## Document segment
Number of Shares to Which Option Relates:
           
 
         
 
           
 Option Exercise Price per Share:
           
(Representing 100% of the Fair Market Value on the Date of Grant)
  $        
 
         

     This Agreement dated                                           , is made by and between Layne Christensen Company, a Delaware corporation (the “Company”), and                                           (the “Option Holder”).
RECITALS:
     A. Effective June 8, 2006, the Company’s stockholders approved the Layne Christensen Company 2006 Equity Incentive Plan (the “Plan”) pursuant to which the Company may, from time to time, grant options to key employees and non-employee directors of the Company to purchase shares of the Company’s common stock.
     B. The Option Holder is an employee of the Company and the Company desires to grant to the Option Holder a nonqualified stock option to purchase shares of the Company’s common stock on the terms and conditions reflected in this Option Agreement, the Plan and as otherwise established by the Committee.
AGREEMENT:
     In consideration of the mutual covenants contained herein and other good and valuable consideration, the receipt of which is hereby acknowledged, the parties agree as follows:
     1.  Incorporation of Plan . All provisions of this Option Agreement and the rights of the Option Holder are subject in all respects to the provisions of the Plan and the powers of the Committee therein provided. Capitalized terms used in this Option Agreement but not defined will have the meaning set forth in the Plan.
     2.  Grant of Nonqualified Stock Option . As of the Date of Grant identified above, the Company grants the Option Holder, subject to this Agreement and the Plan, the right, privilege and option (the “Option”) to purchase, in one or more exercises, all or any part of that number of Shares of Stock identified above opposite the heading “Number of Shares to Which

 


 

Option Relates” (the “Option Shares”), at the per Share price specified above opposite the heading “Option Exercise Price per Share”.

## Material
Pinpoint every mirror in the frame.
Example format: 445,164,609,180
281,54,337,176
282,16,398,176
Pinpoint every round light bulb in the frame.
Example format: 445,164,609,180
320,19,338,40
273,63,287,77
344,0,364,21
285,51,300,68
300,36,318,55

* * *

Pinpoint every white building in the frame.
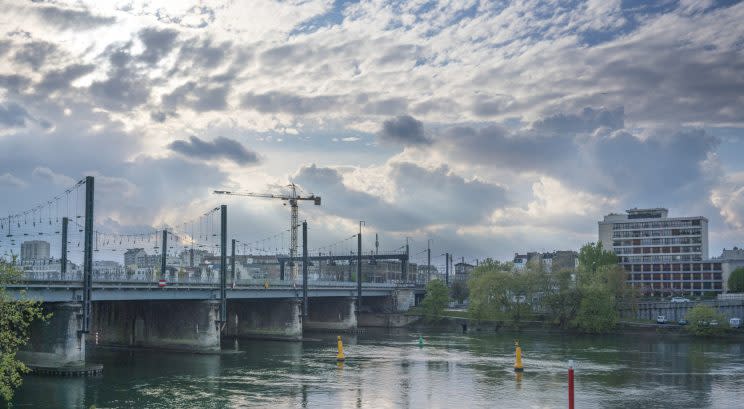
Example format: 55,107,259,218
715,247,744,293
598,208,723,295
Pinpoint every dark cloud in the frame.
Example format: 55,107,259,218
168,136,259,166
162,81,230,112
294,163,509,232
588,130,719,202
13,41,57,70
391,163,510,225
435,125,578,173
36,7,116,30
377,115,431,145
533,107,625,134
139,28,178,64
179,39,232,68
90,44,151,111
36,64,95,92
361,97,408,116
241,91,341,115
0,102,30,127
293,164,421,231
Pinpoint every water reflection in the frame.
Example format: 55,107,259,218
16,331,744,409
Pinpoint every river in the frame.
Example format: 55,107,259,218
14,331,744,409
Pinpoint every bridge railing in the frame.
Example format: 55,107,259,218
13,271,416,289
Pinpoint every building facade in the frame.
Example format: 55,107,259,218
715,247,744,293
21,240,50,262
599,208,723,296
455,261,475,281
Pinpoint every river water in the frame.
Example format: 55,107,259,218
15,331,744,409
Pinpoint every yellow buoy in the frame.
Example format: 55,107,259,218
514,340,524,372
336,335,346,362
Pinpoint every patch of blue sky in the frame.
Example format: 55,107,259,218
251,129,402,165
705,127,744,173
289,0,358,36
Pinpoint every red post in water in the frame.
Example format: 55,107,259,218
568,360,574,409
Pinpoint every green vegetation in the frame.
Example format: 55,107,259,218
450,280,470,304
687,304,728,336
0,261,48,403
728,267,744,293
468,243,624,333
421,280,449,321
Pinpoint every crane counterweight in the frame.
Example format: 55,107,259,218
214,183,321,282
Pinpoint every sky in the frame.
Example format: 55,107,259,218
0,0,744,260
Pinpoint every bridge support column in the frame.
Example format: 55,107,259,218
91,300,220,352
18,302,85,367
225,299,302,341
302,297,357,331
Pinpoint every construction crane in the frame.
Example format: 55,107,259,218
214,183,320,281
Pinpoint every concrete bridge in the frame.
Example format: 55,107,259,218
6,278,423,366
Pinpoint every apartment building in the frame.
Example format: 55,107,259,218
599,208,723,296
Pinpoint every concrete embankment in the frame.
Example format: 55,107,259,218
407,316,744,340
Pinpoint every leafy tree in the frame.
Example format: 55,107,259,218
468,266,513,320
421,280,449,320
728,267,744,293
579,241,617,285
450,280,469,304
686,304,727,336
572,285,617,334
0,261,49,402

---

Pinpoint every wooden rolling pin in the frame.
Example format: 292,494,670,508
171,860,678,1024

## Instruction
Copy the stock option agreement word for word, beginning at "Number of Shares to Which Option" and stopping after "Date of Grant)". The rows have nothing to do with what comes next.

## Task solution
Number of Shares to Which Option Relates:
           
 
         
 
           
 Option Exercise Price per Share:
           
(Representing 100% of the Fair Market Value on the Date of Grant)